Annotated coordinate records>
_____
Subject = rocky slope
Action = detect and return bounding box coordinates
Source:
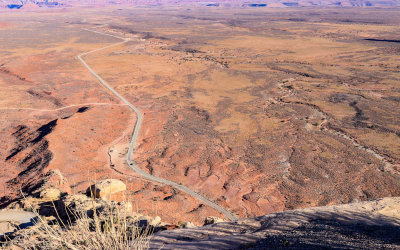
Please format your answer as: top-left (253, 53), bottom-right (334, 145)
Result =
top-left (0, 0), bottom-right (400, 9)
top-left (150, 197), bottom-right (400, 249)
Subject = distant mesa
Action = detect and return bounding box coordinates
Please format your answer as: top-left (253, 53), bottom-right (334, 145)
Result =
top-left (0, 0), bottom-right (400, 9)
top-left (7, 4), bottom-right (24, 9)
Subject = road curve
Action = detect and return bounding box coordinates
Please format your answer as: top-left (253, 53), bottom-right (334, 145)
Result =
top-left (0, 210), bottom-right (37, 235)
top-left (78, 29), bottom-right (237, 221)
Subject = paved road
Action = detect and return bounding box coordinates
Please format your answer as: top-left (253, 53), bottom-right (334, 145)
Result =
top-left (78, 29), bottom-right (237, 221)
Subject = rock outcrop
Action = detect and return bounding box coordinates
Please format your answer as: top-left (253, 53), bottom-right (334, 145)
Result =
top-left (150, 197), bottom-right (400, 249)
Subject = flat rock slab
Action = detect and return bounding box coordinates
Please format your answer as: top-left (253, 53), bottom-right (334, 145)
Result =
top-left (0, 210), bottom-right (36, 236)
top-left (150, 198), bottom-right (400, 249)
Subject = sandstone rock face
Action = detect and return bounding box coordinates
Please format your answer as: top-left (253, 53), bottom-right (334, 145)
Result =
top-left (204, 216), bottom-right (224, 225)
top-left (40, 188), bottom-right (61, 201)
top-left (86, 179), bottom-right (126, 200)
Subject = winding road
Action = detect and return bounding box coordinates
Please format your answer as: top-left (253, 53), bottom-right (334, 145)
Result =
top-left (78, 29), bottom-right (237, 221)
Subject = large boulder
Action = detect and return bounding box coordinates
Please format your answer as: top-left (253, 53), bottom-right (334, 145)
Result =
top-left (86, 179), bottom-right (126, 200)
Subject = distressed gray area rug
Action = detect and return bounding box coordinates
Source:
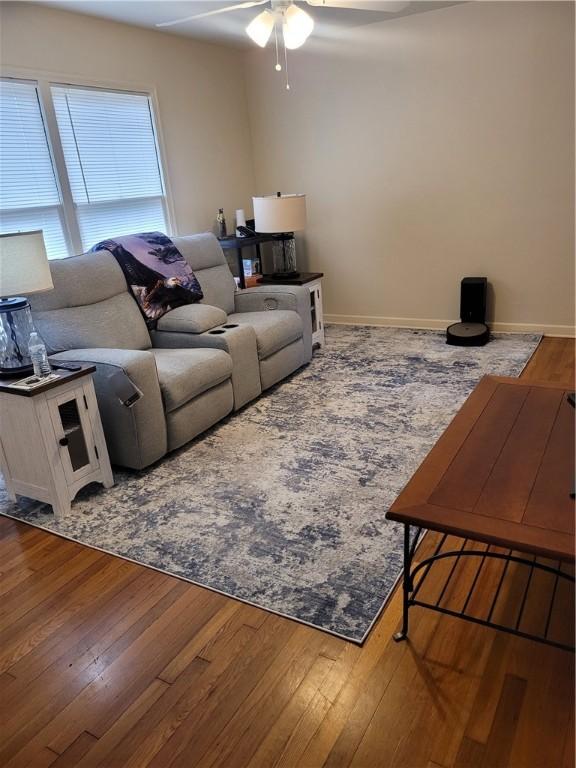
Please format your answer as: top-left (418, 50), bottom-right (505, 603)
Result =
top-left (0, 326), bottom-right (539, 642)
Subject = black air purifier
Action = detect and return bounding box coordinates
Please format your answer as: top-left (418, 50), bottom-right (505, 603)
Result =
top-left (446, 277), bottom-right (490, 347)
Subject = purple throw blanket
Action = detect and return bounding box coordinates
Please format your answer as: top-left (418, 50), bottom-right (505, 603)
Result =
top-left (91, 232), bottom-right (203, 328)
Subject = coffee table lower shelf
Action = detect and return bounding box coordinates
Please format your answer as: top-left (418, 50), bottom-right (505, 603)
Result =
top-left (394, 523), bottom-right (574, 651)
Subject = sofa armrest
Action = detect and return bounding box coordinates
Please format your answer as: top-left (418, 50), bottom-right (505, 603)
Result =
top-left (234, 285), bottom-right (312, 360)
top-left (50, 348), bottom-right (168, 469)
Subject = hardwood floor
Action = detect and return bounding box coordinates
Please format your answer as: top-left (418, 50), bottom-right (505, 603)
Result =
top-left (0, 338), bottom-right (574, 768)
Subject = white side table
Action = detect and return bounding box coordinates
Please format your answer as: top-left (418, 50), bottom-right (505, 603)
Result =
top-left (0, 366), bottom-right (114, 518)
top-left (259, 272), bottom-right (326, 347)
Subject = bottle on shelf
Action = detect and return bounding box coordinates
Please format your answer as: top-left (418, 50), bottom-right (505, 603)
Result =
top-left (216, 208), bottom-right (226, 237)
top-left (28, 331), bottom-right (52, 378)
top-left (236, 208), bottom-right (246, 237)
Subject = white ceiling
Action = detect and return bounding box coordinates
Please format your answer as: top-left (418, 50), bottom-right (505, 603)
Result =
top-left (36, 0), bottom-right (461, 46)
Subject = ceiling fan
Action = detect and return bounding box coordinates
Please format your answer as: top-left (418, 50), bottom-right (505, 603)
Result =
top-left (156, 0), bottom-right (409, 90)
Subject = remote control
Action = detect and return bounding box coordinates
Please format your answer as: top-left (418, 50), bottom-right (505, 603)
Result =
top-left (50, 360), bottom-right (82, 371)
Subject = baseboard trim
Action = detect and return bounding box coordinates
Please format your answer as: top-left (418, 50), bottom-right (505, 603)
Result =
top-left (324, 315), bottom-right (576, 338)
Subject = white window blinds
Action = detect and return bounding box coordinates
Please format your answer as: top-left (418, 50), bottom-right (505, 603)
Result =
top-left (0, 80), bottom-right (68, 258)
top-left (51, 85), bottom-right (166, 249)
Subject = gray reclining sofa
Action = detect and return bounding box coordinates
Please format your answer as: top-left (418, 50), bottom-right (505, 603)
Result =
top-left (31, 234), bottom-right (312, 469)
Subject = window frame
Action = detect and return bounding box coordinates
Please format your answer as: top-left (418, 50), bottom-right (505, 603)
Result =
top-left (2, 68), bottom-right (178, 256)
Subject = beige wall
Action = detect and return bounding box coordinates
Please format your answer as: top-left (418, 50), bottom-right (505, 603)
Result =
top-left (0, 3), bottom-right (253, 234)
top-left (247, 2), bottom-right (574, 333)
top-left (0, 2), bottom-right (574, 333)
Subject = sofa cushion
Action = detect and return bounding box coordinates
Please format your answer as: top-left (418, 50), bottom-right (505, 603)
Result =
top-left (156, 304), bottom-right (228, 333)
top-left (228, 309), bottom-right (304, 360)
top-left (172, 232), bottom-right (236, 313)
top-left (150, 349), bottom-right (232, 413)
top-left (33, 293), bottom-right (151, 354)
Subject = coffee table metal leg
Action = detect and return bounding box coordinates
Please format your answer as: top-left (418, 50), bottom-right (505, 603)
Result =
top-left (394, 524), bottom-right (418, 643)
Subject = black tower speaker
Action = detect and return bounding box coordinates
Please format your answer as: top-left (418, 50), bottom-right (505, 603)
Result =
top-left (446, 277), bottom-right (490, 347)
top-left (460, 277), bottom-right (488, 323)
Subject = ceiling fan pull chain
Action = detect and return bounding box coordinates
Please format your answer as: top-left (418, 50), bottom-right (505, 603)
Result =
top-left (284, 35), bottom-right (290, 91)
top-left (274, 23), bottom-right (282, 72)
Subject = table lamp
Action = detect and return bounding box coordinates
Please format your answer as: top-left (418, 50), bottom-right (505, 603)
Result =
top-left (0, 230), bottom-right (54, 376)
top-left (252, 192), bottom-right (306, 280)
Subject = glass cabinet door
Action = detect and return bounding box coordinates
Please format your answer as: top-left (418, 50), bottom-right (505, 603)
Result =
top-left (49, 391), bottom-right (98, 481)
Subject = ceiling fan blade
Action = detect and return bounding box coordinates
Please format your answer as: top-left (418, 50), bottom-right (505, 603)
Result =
_____
What you are asked to do>
Replace "remote control" with "TV remote" in everything from the line containing "Subject = white side table" down to the line containing "top-left (50, 360), bottom-right (82, 371)", and return only those lines with nothing else changed.

Result>
Subject = white side table
Action = detect and return bounding box coordinates
Please format your answer as: top-left (418, 50), bottom-right (505, 603)
Result =
top-left (0, 366), bottom-right (114, 518)
top-left (259, 272), bottom-right (326, 347)
Subject = bottle on shelf
Action = detect and return bounding box coordinates
Please format your answer as: top-left (418, 50), bottom-right (505, 603)
Result =
top-left (216, 208), bottom-right (226, 237)
top-left (28, 331), bottom-right (52, 378)
top-left (236, 208), bottom-right (246, 237)
Subject = white ceiling
Action = detect and return bounding box coordinates
Please format your answer as: top-left (418, 50), bottom-right (505, 603)
Result =
top-left (36, 0), bottom-right (461, 46)
Subject = ceiling fan
Action = detect and return bounding box coordinates
Please format your answer as: top-left (418, 50), bottom-right (505, 603)
Result =
top-left (156, 0), bottom-right (409, 90)
Subject = TV remote
Action = detect and return bounding box coordinates
Please format your answer as: top-left (418, 50), bottom-right (505, 603)
Result =
top-left (50, 360), bottom-right (82, 371)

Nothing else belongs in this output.